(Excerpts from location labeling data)
******************************
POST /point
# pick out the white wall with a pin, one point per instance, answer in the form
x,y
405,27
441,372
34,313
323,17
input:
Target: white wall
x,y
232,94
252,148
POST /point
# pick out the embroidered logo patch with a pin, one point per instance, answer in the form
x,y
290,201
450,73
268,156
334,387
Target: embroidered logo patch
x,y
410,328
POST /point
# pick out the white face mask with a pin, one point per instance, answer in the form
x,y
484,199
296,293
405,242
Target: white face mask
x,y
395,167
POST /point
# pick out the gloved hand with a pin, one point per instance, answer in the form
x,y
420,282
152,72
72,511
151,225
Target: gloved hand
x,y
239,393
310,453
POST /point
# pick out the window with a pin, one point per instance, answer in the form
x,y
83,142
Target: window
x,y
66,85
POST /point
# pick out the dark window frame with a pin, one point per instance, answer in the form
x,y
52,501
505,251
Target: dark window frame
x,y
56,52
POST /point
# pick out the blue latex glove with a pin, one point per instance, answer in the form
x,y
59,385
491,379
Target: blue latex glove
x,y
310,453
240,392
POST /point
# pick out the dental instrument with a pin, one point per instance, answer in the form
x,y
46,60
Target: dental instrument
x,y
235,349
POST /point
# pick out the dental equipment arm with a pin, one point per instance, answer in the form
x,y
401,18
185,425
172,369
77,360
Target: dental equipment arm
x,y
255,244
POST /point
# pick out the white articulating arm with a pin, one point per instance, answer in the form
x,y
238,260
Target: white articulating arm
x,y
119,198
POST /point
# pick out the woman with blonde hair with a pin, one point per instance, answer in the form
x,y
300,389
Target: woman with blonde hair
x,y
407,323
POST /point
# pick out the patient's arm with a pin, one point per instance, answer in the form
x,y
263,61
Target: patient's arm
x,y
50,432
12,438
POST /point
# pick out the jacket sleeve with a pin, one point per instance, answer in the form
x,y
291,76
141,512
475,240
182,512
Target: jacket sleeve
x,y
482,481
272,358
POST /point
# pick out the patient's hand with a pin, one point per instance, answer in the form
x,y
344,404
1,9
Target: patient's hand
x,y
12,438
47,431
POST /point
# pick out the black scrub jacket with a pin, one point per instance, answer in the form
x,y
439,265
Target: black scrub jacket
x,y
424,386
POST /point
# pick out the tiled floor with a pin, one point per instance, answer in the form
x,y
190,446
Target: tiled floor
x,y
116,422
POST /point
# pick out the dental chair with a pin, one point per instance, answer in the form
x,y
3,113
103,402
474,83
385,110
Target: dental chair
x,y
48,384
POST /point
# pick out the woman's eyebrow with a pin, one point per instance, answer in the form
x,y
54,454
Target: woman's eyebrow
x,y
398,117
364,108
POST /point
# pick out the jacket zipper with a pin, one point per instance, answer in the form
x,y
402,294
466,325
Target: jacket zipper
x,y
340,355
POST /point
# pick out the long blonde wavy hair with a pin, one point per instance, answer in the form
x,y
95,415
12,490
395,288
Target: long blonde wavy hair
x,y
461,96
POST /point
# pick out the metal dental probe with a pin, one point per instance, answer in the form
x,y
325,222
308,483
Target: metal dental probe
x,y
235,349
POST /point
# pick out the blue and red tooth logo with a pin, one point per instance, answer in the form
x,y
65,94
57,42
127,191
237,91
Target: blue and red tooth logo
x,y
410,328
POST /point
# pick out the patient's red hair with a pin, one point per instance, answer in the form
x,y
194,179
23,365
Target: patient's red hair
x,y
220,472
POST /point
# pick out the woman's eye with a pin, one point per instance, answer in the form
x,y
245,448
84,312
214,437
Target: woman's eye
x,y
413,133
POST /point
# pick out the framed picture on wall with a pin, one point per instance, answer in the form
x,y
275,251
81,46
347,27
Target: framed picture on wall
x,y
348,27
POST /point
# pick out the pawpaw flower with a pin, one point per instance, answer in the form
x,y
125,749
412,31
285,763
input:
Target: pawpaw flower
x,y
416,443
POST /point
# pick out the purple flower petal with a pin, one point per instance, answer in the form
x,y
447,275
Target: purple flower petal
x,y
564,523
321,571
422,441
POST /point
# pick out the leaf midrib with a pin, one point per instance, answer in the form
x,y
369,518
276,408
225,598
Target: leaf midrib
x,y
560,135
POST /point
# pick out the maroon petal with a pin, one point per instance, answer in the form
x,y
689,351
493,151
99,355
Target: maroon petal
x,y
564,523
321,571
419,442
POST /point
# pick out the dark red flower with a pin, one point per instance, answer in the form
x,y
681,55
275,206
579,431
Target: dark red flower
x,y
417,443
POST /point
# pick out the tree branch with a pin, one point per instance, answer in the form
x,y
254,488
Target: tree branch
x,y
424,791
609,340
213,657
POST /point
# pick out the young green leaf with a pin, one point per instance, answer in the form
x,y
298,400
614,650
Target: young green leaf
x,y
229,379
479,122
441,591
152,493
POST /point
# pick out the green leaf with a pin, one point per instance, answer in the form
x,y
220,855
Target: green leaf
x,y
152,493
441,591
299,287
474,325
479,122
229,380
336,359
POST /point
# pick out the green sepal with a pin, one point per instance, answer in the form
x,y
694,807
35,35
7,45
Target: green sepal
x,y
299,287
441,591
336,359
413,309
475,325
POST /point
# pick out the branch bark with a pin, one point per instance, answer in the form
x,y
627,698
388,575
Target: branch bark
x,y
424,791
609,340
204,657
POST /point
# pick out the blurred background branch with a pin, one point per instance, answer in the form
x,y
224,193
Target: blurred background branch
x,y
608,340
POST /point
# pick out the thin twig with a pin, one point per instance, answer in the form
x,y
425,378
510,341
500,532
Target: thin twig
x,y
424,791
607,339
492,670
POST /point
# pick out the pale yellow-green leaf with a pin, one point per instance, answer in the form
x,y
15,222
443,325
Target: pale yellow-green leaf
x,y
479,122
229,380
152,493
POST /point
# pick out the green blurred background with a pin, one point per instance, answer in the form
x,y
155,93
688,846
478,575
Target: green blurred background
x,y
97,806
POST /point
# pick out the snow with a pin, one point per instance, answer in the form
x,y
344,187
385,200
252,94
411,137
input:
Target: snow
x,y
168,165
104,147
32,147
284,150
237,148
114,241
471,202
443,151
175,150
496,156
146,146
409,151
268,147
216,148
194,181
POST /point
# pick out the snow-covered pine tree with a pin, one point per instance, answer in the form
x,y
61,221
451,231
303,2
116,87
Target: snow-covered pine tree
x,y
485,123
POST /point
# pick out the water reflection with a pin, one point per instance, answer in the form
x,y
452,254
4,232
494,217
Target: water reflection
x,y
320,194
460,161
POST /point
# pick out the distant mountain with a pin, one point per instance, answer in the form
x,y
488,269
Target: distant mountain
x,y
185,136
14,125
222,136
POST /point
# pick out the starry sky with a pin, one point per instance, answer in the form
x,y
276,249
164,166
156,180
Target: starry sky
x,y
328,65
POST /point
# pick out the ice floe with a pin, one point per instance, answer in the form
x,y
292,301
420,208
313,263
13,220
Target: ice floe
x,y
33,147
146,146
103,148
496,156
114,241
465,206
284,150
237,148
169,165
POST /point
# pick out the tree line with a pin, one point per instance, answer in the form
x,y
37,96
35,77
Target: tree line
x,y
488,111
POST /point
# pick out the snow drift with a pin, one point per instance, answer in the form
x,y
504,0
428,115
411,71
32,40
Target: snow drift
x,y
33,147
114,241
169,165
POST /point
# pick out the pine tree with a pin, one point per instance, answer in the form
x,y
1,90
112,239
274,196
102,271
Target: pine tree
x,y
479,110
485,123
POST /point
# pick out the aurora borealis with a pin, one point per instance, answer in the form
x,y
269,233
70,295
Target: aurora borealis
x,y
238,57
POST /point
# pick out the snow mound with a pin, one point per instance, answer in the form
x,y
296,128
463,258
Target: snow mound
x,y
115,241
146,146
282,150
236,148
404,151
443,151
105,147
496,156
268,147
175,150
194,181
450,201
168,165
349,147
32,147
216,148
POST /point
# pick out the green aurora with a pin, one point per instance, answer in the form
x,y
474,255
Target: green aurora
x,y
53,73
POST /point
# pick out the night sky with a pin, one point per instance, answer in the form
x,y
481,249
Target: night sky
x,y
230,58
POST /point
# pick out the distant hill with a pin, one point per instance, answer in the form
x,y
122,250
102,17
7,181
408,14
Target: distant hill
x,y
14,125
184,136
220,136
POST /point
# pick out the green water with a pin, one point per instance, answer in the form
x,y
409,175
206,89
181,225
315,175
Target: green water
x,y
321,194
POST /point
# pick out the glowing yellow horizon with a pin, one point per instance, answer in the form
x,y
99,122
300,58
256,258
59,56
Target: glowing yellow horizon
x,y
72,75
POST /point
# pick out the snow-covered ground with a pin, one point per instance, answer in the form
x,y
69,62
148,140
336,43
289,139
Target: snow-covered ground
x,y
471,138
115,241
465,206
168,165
******************************
=== Direction ===
Find every line in the rows above that contains the string "eyebrow", matching case exactly, and copy each of those lines out.

=== Answer in full ===
# pick out the woman's eyebrow with a pin, one point per instance, answer in the form
Target: woman's eyebrow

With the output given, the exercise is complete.